ASSIGNED TASK: Every line in the data below that holds "marble" should be found and copied.

Image point grounding data:
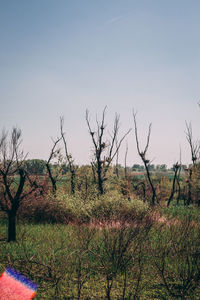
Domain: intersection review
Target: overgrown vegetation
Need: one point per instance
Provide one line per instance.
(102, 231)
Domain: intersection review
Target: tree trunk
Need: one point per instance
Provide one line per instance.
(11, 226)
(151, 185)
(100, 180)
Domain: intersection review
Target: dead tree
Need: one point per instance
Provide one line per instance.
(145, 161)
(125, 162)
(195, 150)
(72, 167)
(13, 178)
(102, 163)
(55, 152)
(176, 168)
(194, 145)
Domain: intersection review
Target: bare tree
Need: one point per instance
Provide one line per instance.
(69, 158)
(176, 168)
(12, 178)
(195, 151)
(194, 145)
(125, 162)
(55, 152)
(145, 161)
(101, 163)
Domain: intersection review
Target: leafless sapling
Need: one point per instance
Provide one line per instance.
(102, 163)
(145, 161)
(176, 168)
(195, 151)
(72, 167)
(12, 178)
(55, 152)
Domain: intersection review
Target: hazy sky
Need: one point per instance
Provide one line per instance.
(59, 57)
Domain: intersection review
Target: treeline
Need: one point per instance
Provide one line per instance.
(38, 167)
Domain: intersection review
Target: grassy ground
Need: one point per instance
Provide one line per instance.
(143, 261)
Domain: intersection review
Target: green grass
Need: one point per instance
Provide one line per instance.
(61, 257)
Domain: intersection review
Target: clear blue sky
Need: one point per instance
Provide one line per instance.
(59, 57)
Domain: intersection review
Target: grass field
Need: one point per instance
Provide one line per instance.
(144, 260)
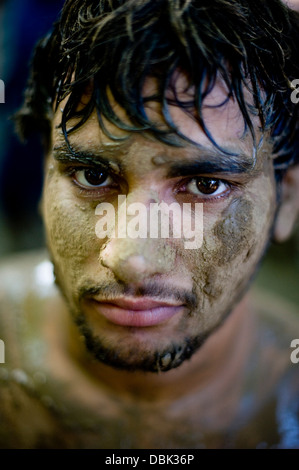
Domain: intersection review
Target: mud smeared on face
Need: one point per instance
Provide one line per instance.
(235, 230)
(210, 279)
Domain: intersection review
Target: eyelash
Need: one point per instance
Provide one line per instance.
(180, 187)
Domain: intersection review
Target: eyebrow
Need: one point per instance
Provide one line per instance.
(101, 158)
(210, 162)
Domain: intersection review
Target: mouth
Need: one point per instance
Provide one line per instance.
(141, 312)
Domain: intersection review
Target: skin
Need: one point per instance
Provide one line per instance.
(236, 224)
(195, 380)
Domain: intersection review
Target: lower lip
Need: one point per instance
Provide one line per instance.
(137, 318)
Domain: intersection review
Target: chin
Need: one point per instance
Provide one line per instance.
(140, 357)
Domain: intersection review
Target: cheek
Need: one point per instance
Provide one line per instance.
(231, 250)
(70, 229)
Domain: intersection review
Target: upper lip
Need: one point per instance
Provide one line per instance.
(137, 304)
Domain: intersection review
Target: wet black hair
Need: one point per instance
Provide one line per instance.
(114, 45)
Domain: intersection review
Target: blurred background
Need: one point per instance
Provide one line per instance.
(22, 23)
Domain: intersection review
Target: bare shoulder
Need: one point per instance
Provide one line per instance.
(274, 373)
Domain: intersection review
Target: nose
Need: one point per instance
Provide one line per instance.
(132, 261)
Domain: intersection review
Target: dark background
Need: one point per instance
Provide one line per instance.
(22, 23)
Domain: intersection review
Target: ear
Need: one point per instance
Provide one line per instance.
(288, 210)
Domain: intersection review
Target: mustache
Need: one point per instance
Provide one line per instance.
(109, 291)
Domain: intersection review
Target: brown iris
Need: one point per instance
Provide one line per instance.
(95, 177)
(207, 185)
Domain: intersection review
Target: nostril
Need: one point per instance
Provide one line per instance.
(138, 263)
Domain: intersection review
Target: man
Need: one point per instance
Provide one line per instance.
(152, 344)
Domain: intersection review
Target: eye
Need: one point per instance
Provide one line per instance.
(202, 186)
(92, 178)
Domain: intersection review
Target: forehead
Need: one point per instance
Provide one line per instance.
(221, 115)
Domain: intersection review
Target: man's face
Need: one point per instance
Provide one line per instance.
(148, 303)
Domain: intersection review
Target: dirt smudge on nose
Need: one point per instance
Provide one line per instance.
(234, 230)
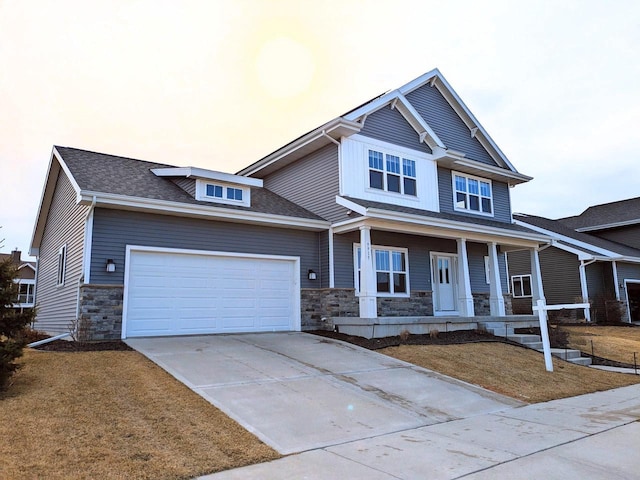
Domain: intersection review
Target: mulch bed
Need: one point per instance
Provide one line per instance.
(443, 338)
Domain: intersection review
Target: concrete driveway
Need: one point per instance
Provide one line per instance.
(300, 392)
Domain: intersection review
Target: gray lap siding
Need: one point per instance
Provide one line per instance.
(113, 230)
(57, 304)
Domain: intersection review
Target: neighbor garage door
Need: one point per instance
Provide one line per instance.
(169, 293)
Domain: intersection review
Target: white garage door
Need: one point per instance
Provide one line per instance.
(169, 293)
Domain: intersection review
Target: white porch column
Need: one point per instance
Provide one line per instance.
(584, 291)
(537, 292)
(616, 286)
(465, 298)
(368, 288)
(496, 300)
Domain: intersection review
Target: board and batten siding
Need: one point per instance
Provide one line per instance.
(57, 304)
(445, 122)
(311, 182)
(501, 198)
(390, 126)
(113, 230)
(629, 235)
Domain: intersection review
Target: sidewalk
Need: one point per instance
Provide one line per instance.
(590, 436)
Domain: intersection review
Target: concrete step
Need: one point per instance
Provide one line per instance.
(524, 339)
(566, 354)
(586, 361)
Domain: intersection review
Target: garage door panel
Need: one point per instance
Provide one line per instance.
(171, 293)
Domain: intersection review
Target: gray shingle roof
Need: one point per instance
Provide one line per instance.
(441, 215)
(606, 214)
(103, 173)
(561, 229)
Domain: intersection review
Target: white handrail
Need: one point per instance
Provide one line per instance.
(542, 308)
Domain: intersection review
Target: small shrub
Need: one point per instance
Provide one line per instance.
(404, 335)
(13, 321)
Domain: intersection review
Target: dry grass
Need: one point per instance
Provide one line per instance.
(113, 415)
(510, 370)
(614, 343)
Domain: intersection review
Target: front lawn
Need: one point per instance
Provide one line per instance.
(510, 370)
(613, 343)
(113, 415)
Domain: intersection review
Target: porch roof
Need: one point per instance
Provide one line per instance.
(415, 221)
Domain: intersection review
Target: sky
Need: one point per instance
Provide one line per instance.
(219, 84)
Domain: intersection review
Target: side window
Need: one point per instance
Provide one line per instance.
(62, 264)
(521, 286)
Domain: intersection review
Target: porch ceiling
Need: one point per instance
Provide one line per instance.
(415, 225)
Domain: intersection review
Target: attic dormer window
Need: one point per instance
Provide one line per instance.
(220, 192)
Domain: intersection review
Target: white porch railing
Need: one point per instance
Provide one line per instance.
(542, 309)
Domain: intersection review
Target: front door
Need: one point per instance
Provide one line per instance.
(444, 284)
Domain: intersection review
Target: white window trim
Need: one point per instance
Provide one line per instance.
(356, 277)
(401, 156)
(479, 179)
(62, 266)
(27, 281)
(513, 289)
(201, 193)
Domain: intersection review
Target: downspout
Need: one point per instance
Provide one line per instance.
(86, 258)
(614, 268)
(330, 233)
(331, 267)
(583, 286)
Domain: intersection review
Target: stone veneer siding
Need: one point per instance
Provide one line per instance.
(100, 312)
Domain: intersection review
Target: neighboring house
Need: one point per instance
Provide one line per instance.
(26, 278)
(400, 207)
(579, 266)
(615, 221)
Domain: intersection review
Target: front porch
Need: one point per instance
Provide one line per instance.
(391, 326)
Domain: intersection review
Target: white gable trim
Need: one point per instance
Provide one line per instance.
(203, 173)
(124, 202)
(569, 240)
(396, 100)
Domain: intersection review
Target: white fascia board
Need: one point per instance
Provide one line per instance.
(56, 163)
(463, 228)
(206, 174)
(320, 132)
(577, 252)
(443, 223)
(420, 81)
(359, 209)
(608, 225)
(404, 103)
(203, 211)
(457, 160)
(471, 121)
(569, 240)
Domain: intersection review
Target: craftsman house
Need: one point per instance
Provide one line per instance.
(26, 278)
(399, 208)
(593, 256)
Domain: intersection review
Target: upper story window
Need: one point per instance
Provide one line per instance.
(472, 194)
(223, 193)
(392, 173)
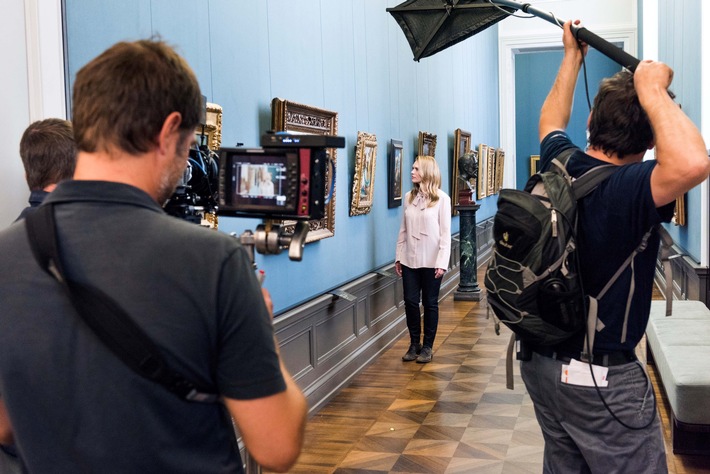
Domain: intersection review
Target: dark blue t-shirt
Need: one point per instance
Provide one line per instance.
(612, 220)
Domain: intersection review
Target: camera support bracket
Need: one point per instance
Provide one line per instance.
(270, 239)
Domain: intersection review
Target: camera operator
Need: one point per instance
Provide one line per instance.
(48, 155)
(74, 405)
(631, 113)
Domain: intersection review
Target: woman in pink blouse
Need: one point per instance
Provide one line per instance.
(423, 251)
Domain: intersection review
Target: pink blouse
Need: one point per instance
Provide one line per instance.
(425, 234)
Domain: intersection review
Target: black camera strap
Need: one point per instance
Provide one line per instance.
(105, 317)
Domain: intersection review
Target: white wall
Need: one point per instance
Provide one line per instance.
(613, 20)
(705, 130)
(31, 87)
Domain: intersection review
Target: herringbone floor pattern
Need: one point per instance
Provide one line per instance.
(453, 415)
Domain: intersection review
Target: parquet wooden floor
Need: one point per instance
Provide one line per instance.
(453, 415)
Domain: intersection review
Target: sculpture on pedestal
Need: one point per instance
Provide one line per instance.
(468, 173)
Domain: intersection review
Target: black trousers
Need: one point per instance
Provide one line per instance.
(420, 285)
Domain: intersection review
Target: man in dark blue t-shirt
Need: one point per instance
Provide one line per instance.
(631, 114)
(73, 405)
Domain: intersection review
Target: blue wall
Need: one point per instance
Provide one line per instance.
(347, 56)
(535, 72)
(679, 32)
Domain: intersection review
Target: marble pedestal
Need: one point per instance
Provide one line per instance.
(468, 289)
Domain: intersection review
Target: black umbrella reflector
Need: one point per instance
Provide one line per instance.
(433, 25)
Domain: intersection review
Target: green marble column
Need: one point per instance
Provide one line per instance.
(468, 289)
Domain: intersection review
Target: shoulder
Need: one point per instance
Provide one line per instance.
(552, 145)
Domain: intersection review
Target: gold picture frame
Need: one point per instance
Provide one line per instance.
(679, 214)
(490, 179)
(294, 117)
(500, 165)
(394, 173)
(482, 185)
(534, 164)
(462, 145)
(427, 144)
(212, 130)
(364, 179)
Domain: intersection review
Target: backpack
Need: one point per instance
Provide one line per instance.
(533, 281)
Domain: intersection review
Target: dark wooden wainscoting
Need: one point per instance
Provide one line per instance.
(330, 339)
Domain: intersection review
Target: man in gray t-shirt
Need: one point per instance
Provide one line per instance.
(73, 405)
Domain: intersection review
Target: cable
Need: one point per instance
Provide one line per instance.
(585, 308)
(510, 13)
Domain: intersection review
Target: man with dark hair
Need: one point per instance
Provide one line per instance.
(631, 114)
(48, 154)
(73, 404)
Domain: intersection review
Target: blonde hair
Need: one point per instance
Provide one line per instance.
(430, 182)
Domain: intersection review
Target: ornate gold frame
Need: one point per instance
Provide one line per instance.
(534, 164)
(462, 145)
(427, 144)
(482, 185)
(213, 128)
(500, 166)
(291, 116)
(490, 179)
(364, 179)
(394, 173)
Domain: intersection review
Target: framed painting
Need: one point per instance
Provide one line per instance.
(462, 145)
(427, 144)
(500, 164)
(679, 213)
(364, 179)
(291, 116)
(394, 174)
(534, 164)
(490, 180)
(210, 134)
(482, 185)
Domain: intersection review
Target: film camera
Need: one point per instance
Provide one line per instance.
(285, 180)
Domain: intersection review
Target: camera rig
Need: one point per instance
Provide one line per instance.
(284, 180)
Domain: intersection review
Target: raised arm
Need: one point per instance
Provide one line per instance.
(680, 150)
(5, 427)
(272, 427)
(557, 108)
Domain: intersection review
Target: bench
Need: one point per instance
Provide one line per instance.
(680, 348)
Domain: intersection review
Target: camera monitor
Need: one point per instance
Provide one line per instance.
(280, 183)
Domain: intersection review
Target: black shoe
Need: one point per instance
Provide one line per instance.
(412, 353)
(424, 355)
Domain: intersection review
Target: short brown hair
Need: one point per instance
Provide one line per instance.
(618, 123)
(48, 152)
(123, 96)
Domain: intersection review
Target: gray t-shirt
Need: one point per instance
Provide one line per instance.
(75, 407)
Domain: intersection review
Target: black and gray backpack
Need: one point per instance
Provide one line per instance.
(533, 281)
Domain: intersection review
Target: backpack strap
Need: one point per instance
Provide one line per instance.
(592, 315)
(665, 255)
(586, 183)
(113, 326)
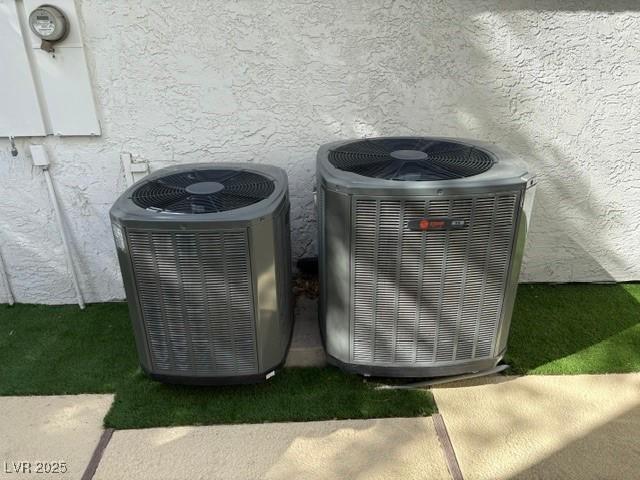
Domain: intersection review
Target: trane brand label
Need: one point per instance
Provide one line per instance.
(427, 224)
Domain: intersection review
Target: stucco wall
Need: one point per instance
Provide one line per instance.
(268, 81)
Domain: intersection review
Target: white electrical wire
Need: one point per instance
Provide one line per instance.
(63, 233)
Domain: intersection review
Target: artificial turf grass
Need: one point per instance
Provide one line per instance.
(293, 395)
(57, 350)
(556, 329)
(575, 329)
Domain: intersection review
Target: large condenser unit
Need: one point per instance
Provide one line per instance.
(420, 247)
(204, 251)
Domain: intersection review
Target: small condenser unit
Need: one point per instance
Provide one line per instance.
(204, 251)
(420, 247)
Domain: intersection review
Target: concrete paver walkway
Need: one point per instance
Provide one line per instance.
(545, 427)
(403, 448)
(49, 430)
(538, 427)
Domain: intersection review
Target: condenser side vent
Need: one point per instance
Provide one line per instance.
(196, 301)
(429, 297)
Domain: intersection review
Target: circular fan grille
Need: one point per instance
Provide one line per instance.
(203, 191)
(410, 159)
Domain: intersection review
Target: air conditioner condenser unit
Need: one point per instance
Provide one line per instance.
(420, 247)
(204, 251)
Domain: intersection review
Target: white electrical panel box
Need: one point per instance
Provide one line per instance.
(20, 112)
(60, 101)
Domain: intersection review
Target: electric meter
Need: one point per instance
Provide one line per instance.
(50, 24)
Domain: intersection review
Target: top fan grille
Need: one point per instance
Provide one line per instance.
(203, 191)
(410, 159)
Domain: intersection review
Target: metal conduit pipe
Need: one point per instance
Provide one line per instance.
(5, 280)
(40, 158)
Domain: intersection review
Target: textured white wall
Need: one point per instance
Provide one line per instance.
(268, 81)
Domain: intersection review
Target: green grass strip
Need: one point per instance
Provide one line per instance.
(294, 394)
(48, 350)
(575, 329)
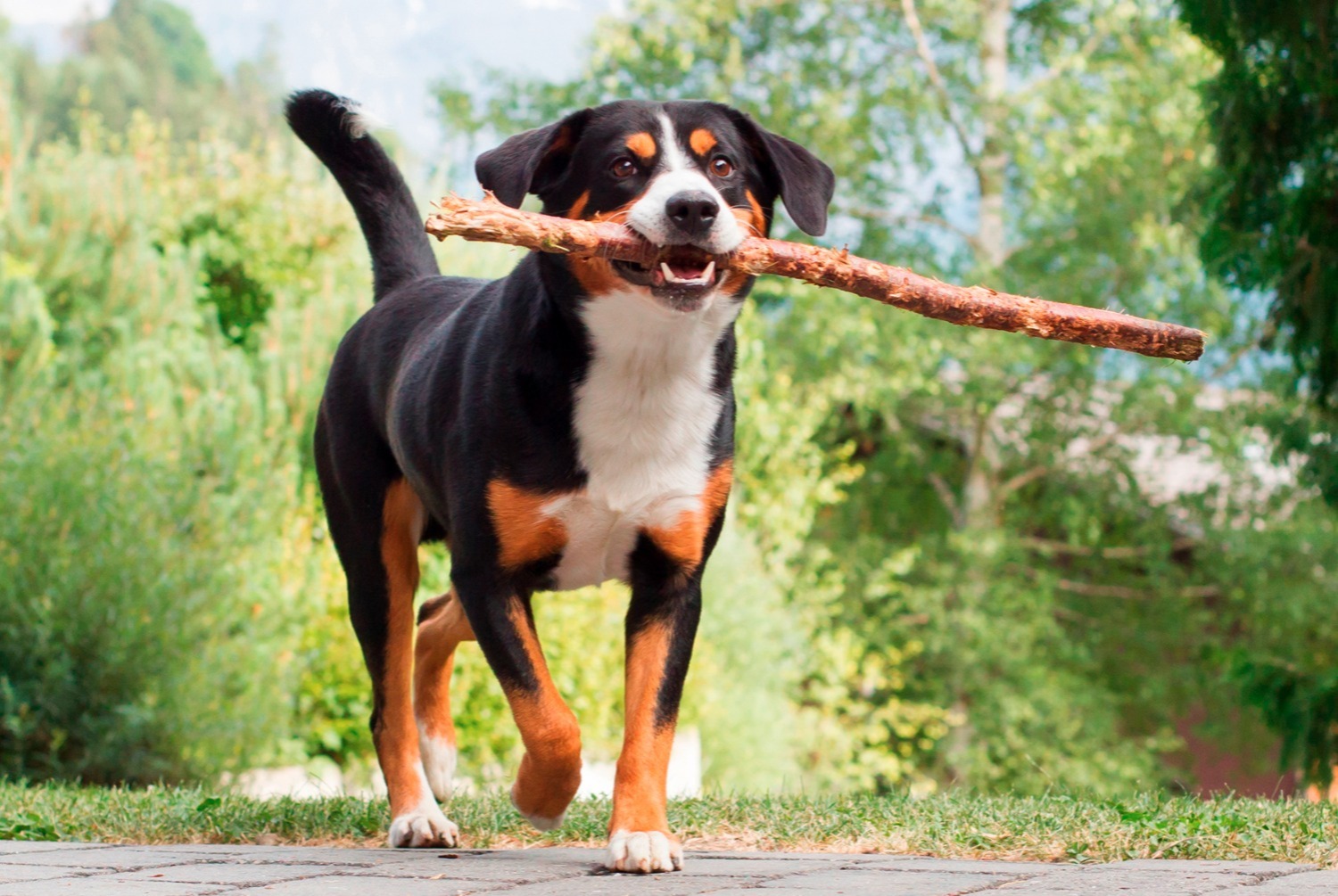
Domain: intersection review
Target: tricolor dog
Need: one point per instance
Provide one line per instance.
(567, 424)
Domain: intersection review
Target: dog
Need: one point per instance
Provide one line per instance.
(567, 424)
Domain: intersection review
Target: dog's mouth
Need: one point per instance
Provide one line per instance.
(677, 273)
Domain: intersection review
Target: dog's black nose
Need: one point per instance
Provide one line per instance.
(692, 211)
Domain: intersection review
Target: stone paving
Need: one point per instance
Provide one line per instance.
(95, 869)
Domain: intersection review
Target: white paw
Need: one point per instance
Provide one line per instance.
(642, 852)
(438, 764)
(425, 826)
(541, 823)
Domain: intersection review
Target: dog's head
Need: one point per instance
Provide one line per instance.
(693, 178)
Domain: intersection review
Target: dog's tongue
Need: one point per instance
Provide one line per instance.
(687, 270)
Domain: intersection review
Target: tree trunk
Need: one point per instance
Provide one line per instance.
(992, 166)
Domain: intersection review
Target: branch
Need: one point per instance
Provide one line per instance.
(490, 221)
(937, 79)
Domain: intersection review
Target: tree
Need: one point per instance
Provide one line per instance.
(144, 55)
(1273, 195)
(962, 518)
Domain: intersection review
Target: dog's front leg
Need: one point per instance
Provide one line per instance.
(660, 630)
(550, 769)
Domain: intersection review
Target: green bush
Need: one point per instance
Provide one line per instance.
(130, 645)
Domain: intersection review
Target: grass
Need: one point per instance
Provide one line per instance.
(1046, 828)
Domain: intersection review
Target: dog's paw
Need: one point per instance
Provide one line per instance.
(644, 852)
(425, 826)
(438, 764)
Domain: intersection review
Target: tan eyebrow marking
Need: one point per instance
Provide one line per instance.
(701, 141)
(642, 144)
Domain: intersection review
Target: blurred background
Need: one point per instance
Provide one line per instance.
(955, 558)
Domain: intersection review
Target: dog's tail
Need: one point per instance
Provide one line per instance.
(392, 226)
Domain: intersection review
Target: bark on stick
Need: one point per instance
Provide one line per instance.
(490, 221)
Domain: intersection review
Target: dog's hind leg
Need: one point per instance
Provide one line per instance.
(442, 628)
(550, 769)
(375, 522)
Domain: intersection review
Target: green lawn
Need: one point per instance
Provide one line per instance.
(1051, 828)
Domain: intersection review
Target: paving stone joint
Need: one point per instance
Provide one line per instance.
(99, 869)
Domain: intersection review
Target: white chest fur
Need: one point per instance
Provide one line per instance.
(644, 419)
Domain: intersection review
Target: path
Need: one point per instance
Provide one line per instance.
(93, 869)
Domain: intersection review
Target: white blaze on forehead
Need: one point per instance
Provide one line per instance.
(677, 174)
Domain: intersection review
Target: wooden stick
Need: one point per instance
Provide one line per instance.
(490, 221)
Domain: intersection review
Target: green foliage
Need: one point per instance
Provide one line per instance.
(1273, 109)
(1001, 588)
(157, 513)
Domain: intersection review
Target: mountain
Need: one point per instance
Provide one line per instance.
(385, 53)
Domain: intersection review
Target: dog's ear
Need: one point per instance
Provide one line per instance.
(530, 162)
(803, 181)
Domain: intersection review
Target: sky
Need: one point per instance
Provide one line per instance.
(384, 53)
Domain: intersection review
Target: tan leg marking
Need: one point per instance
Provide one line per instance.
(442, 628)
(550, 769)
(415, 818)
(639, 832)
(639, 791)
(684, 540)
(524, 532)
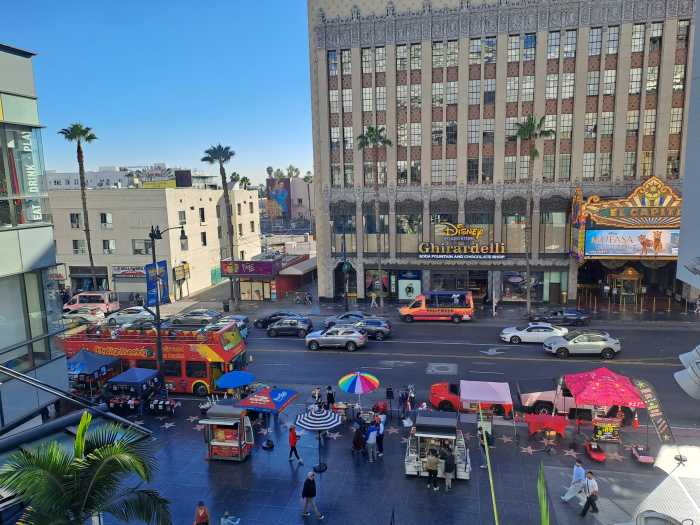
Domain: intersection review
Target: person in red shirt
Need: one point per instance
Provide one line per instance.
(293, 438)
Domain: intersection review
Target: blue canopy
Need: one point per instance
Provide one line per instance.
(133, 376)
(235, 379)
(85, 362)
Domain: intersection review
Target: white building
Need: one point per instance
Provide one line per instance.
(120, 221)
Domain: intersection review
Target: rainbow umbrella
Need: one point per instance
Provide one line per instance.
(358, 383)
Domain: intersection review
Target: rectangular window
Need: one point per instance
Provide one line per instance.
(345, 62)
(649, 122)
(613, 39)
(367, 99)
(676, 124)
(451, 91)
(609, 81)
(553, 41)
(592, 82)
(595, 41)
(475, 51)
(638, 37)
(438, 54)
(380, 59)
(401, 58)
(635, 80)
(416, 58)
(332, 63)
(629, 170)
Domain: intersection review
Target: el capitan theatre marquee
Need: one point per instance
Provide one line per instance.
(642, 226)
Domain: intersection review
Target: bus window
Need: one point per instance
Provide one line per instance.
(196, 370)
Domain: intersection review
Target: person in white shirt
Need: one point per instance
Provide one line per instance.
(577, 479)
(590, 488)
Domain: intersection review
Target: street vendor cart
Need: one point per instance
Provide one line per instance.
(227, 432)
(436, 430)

EXPECTED OUTPUT:
Target: marble pedestal
Target: green marble column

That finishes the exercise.